++++ Document text ++++
This one is an erasure poem taken directly from the text of the article. I don’t do those often, because I find them extremely challenging, but this month is all about experimentation and breaking out of comfort zones (without leaving your house), right?

 

Endangered Creatures

 

Whale sharks swim in mystery.

Count lines in the vertebrae

like rings in a tree trunk.

Reasons behind age, what persists —

 

every living thing decays

the older the creature, the less you find

 

The hard part is these intensely vulnerable humans.

Why they exploit.

Scientists believe they      humans      can be helped.

Cooperation is key to survival.

This is a good news story after all.

 

whale shark

 

 

PAD 2020 – Day 6

Today’s poem is a short one, but blends a couple prompts and bits of inspiration. The NaPoWriMo prompt called for a poem written from the point of view of one person/animal/thing from Hieronymous Bosch’s famous (and fantastically weird) triptych The Garden of Earthly DelightsI chose the naked man carrying the lovers in a mussel shell (image below), and added in the Poetic Asides call for a “trap” poem. The image immediately made me think of the 1980 Squeeze song “Pulling Mussels (From the Shell)” — which also happens to be a euphemism for sex — so, naturally, that made it into the poem too.

Under the Black Shell

 

Love is a trap, snapped

and those ensnared in its teeth

abandon all care for freedom.

I’ve carried lovers on my back,

felt the burden of the heart

when pearls of wisdom

are traded for beads of sweat.

Judgement lost in passioned frenzy.

How much innovation

has been wasted

by those who’d spend all

their waking days and wanton nights

pulling mussels from the shell?

 

download

PAD 2020 – Day 5

Today’s NaPoWriMo prompt asked for a poem using 20 Little Poetry Projects. A daunting, but creative task, and one I’m still working on. In the meantime, I decide to do a micro poem based on the Poetic Asides prompt asking for a “moment” poem.

 

define this

 

brief, but impactful —

a moment is

but, um

it’s hard to fathom

one from the next

this month

when the moment of moment

um

keeps rolling

down

a hill

I can’t

see the

bottom

of

 

green grass field and trees under blue sky

Photo by Chavdar Lungov on Pexels.com

PAD 2020 – Day 4

Today’s NaPoWriMo prompt asked for a poem based on an image from a dream. Several weeks ago (long before I watched Tiger King) I had a vivid dream about lions. It was one of those dreams that felt so real as I was having it, and has barely faded in its sharpness.
++++ Stored rows ++++
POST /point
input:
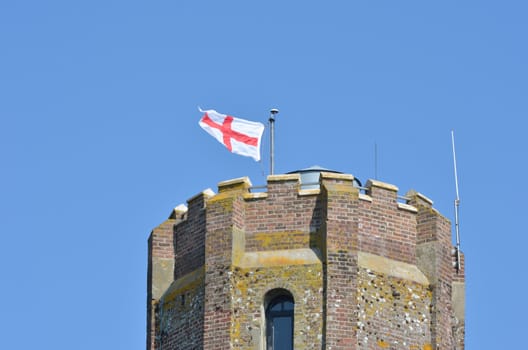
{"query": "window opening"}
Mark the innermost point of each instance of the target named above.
(279, 322)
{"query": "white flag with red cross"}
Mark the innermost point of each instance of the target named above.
(238, 135)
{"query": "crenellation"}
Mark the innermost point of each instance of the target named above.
(365, 270)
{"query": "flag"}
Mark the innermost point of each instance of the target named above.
(238, 135)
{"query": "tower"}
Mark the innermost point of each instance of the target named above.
(325, 265)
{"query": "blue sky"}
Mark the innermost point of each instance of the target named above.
(99, 138)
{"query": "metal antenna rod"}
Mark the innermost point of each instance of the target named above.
(375, 161)
(273, 112)
(457, 204)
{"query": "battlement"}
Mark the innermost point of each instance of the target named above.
(328, 238)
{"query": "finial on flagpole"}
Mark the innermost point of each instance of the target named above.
(273, 112)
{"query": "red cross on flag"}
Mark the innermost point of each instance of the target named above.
(238, 135)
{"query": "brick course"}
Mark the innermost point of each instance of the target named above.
(366, 271)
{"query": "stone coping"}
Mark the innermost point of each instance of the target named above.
(336, 176)
(384, 185)
(413, 193)
(244, 181)
(313, 191)
(407, 207)
(284, 177)
(255, 195)
(365, 197)
(207, 193)
(392, 267)
(303, 256)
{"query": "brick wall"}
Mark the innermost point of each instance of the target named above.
(365, 270)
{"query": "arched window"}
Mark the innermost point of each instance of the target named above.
(279, 320)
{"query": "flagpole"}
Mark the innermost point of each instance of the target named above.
(273, 112)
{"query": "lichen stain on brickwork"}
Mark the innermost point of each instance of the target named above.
(180, 312)
(392, 312)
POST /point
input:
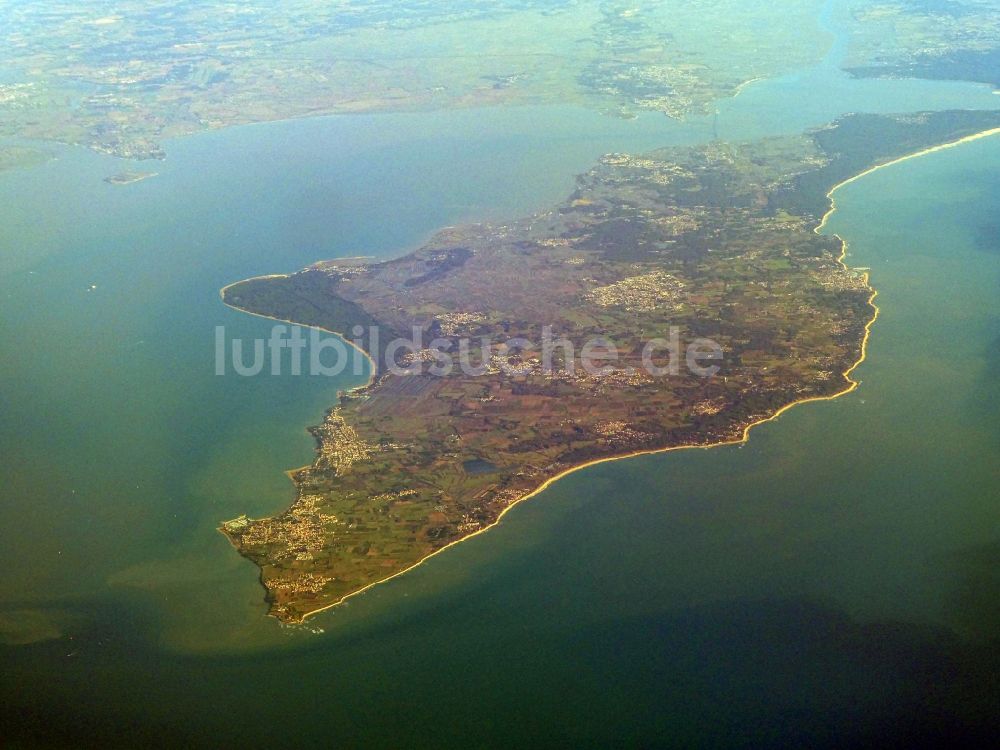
++++
• Task list:
• A. Rewrite the poetry post starting at "Love is a trap, snapped" and stopping after "beads of sweat.", replacing "burden" with "weight".
• B. Does each statement agree with the poetry post? Answer yes or no for each, and quote the words that decide it.
(i) The Day 6 poem speaks from the point of view of a figure in Bosch's The Garden of Earthly Delights.
(ii) The Squeeze song "Pulling Mussels (From the Shell)" was released in 1990.
(iii) The writer finished the 20 Little Poetry Projects poem on Day 5.
• C. In the poetry post, what was the writer's vivid dream from several weeks ago about?

• Answer set:
• A.
Love is a trap, snapped

and those ensnared in its teeth

abandon all care for freedom.

I’ve carried lovers on my back,

felt the weight of the heart

when pearls of wisdom

are traded for beads of sweat.

• B.
(i) Yes: "a poem written from the point of view of one person/animal/thing from Hieronymous Bosch’s famous (and fantastically weird) triptych The Garden of Earthly Delights"
(ii) No: "the 1980 Squeeze song"
(iii) No: "one I’m still working on"

• C. Lions.